- _Text block_:
'''

Further features and advantages of the invention will be more apparent in light of the detailed description which follows, making reference to the accompanying drawings which illustrate a preferred embodiment by way of non-limiting example. On the drawings:

FIG. 1 is a diagram of a monitoring network according to the invention;

FIG. 2 is a block chart of the operation of the monitoring network itself;

FIG. 3 is a block chart of the operation of the sensors used in each station;

FIG. 4 is a block chart which shows the sequence of operating steps which are performed by the data collection and processing center according to the invention on the basis of an algorithm configured for the purpose;

FIG. 5 is a block chart of the operative steps of the particulate matter measuring system;

FIG. 6 is a perspective view of a monitoring system according to the invention;

FIG. 7 is a perspective view of a vertical section of the monitoring station according to the invention, which shows the path of the air drawn into the station itself by a suction pump;

FIG. 8 is a perspective view of a vertical section of the monitoring station according to the invention, which shows the heating system of the measuring chamber;

FIG. 9 is a perspective view of a vertical section of the monitoring station which shows the path of the air for measuring particulate matter;

FIG. 10 is a perspective view of the particulate matter measuring system;

FIG. 11 is an exploded perspective view of the monitoring station in vertical section;

FIGS. 12a, 12b graphically shows the case of pollution indication of a single station of a mesh;

FIGS. 13a, 13b, 13c, 13d, 13e and 13f graphically show, in the case of signaling from two monitoring stations in the same mesh, the various possible situations according to the direction of the wind and the position of the polluting source, whether inside or outside the mesh itself;

FIGS. 14a, 14b and 15a, 15b diagrammatically show the case of pollution indication coming from three stations of the same mesh, according to the wind direction and to the position of the sources themselves, whether inside or outside the mesh.

'''

Stored data entries
'''

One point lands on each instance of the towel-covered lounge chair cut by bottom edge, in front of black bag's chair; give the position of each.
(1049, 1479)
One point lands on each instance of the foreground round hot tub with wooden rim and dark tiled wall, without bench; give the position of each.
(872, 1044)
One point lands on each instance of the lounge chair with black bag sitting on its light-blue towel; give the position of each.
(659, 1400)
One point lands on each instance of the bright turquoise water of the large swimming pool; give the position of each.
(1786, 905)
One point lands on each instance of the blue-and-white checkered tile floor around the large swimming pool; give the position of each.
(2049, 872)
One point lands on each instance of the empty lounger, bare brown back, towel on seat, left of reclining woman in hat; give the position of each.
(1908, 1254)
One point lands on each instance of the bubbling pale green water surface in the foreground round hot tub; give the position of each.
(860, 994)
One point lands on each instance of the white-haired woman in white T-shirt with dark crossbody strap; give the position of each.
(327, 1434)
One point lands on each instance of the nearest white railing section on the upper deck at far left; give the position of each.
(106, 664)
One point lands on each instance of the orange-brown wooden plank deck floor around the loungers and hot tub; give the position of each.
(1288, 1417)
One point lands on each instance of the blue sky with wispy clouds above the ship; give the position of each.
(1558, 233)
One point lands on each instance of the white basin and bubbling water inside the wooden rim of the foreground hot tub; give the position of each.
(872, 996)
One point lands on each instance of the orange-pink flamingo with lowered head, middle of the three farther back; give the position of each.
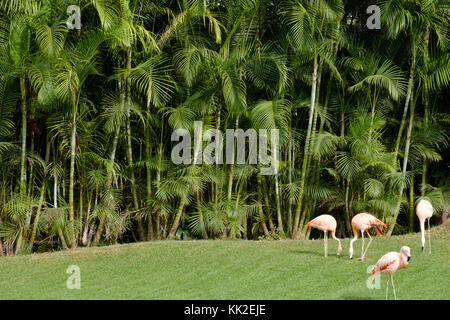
(362, 222)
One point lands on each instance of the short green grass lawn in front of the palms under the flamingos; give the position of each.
(227, 270)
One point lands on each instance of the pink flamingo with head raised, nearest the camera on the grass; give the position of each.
(391, 262)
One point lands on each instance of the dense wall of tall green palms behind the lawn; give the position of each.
(86, 117)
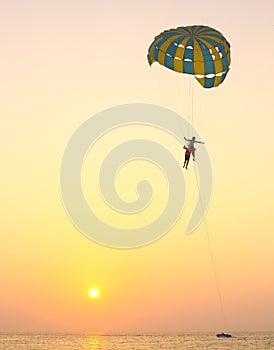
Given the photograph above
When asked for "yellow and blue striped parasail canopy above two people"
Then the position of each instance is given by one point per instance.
(198, 50)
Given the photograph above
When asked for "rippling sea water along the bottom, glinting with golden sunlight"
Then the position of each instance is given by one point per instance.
(196, 341)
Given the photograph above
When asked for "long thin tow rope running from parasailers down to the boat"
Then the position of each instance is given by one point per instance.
(210, 251)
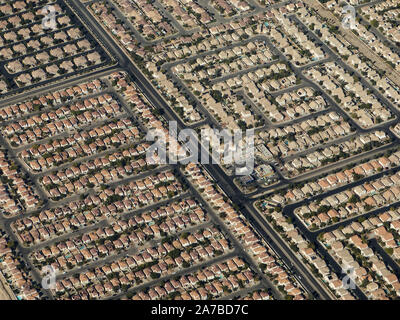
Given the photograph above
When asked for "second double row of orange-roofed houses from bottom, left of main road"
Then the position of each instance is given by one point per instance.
(163, 259)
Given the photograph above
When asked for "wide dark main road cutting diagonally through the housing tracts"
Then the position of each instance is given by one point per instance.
(225, 182)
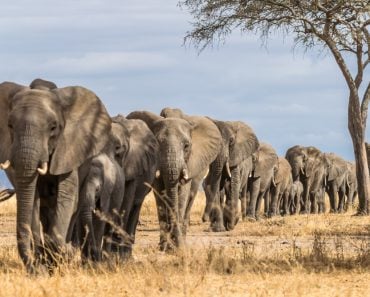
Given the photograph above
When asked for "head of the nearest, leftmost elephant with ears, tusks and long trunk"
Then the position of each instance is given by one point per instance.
(46, 132)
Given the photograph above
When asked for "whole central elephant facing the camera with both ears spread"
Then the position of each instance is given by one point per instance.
(187, 146)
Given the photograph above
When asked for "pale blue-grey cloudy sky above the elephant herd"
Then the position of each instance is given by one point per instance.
(132, 55)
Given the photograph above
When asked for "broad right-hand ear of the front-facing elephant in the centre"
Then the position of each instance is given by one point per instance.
(206, 143)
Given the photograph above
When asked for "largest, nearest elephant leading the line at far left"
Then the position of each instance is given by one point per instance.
(47, 134)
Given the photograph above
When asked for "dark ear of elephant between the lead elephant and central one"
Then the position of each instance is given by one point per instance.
(143, 148)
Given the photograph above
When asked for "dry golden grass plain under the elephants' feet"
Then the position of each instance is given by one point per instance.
(305, 255)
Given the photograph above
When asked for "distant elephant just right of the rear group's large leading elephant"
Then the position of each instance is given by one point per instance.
(337, 178)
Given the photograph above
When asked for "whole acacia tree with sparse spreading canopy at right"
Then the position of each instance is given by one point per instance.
(340, 26)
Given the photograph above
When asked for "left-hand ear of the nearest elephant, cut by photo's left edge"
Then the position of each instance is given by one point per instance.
(7, 92)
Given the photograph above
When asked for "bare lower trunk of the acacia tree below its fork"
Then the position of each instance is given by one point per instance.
(357, 131)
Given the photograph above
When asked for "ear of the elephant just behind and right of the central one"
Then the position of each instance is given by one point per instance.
(245, 143)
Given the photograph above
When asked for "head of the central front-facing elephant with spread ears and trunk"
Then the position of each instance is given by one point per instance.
(186, 148)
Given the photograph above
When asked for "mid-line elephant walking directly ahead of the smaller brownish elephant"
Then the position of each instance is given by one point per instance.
(265, 168)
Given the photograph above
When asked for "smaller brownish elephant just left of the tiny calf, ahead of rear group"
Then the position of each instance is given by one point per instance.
(280, 188)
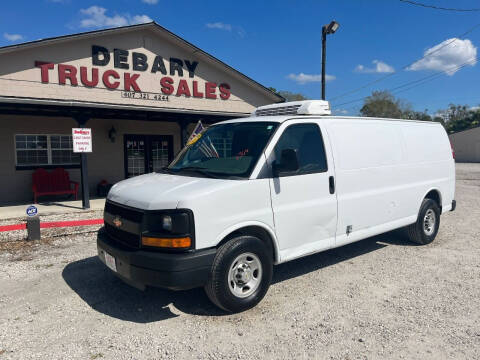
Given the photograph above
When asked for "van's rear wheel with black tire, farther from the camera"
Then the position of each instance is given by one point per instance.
(425, 230)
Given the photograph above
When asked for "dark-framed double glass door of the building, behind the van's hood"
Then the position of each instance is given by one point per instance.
(146, 153)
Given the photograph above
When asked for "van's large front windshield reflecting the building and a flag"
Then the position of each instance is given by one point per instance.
(224, 151)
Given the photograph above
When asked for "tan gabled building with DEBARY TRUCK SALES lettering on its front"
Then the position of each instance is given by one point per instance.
(141, 89)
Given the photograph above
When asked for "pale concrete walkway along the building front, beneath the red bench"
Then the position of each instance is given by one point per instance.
(48, 208)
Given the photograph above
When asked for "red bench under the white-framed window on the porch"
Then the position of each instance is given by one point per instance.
(56, 182)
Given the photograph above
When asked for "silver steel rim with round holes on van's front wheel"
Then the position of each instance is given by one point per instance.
(245, 275)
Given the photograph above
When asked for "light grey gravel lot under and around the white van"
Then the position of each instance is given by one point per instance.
(380, 298)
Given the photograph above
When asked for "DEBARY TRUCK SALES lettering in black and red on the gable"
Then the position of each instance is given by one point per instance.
(134, 65)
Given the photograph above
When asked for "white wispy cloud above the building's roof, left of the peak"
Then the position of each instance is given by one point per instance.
(95, 17)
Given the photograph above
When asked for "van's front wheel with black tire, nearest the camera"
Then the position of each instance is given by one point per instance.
(238, 263)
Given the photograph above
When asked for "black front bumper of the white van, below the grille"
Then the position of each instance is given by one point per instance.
(175, 271)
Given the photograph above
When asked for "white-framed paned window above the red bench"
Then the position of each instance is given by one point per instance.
(41, 150)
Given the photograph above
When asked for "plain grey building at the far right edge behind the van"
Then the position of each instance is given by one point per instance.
(466, 145)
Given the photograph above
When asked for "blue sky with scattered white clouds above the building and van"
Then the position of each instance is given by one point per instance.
(421, 54)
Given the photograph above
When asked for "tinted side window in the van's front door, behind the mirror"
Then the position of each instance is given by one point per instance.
(307, 140)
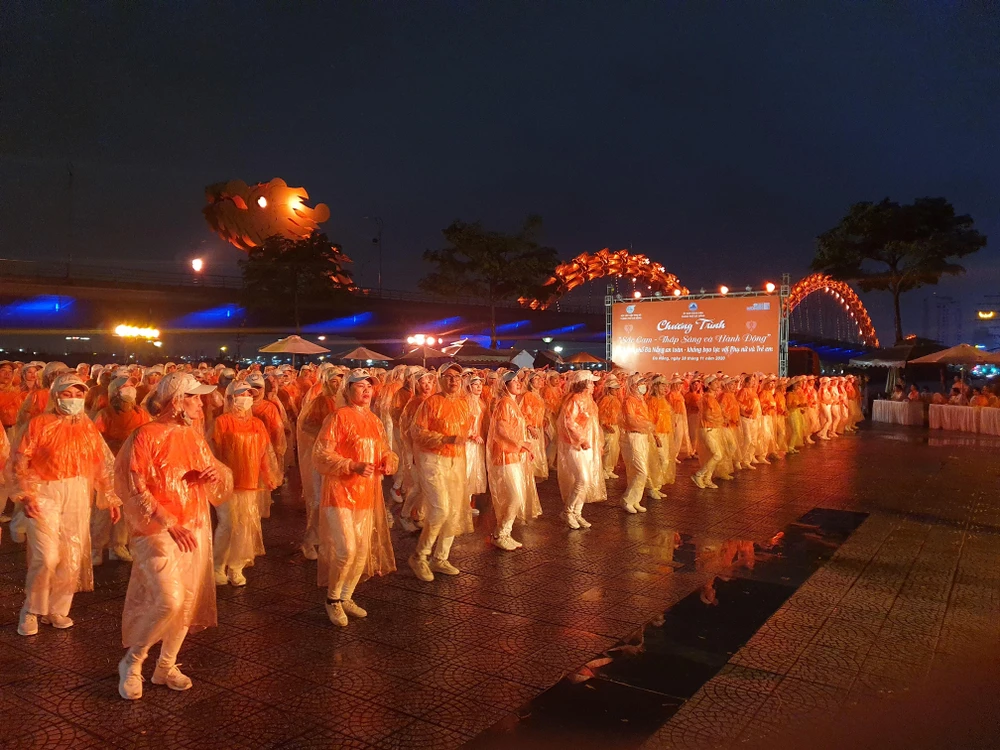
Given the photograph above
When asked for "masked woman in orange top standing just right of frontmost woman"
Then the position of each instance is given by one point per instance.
(241, 442)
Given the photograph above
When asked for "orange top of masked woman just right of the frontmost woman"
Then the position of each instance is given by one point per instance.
(243, 444)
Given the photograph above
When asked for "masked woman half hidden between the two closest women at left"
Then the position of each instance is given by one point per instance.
(115, 423)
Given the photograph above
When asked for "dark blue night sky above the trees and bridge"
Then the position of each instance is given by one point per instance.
(718, 138)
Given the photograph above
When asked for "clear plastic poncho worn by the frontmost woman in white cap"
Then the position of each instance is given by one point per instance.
(169, 589)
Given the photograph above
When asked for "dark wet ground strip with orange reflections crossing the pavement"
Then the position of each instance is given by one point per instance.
(621, 696)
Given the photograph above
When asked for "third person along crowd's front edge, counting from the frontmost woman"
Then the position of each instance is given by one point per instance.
(441, 429)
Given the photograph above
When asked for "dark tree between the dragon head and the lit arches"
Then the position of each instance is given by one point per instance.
(493, 266)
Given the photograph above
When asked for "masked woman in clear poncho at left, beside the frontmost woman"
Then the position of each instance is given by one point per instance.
(59, 463)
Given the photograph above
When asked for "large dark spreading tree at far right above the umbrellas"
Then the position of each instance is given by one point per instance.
(888, 247)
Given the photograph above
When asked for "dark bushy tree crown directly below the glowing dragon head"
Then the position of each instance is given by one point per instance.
(283, 277)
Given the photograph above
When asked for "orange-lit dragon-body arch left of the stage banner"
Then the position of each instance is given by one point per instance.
(589, 266)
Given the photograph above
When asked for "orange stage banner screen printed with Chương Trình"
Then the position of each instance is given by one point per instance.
(731, 334)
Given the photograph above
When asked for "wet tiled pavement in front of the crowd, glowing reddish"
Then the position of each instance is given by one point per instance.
(477, 658)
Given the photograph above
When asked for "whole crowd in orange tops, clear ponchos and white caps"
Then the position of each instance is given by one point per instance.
(130, 460)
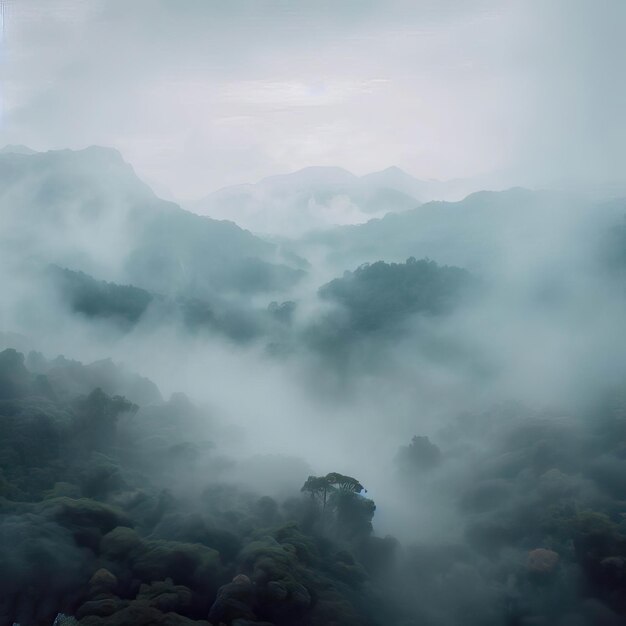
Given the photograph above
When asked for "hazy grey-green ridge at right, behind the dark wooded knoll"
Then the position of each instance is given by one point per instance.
(480, 232)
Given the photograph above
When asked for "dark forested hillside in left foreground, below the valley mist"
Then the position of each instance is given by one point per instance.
(116, 514)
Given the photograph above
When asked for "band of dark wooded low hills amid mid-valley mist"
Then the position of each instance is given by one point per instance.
(370, 302)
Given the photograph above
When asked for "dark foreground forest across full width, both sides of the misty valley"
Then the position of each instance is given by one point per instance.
(116, 513)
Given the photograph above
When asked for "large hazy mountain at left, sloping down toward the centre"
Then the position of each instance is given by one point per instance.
(88, 210)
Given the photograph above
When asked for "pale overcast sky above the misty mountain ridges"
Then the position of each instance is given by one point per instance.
(200, 94)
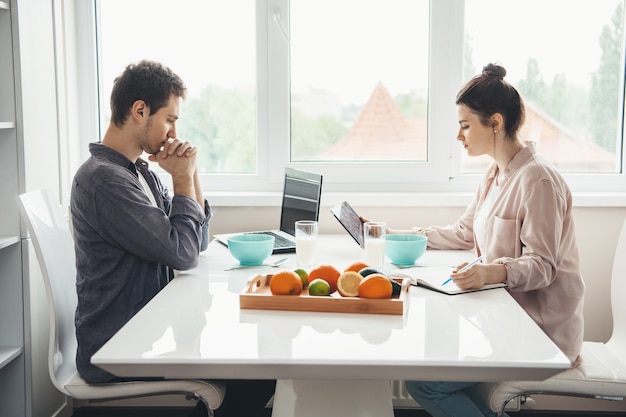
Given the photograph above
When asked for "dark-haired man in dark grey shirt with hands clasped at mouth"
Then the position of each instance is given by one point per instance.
(130, 235)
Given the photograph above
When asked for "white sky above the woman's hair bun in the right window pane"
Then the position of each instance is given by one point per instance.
(539, 22)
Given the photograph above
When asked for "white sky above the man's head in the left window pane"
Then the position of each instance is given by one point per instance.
(201, 40)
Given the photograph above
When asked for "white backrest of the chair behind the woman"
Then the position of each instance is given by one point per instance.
(618, 295)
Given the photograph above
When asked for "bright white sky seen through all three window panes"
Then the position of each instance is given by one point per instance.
(213, 41)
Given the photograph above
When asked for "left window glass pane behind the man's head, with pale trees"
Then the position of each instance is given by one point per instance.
(211, 44)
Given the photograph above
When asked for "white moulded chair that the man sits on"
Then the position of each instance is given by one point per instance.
(55, 251)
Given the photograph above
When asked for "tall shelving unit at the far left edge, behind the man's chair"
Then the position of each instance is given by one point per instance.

'''

- _Work to complete_:
**A)** In the monitoring network text, what does FIG. 8 show?
**B)** Resume the monitoring network text from the point where it stops.
These entries come from a separate source.

- _Response list_:
**A)** It shows a perspective view of a vertical section of the monitoring station, including the heating system of the measuring chamber.

**B)**
DETAILED DESCRIPTION OF THE INVENTION

Apparatus

A fundamental element of the invention is the monitoring station, which is shown in FIGS. 6 to 11. The station comprises a measuring chamber consisting of an upper cylindrical chamber 105 and a lower conical portion 106. An air inlet pipe 101 which passes through an upper circular compartment 103 which is closed by a removable cover 102 is attached to the upper cylindrical chamber 105, which is equipped with a fixing bracket 104 for its positioning. Said compartment 103 contains (FIG. 7) one or more electrochemical sensors 113, for measuring the concentrations of the polluting species present in the air, positioned on an inner shelf 110, above the base plane 104 which constitutes the ceiling of said chamber 105.
The compartment 103 is flanked by a box-like container 107 containing the particulate matter concentration measuring system. The particulate matter is taken, through a manifold duct 114 (FIG. 8), from the chamber 105 into which they are drawn by an air suction apparatus, which is inside a container 118 (FIG. 9) positioned at the lower end of the conical chamber 106. Said suction apparatus comprises a compartment 115, connected on the one side to the analyzed air expulsion tube 109 and on the other to a suction pump 116.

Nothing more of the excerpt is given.